▶ [WHAT TO PRODUCE]: Rewrite every line of the records below, putting "roadside strip" wherever "grass verge" occurs and leaving everything else as it is.

:::::

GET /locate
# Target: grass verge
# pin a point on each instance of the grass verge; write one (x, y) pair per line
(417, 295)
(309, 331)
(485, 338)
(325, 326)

:::::

▶ [SOLUTION TO THIS TASK]:
GET /locate
# Target: roadside strip
# pin a point on each instance of the roadside strip; write one (x, y) pair per line
(417, 295)
(309, 331)
(485, 338)
(325, 326)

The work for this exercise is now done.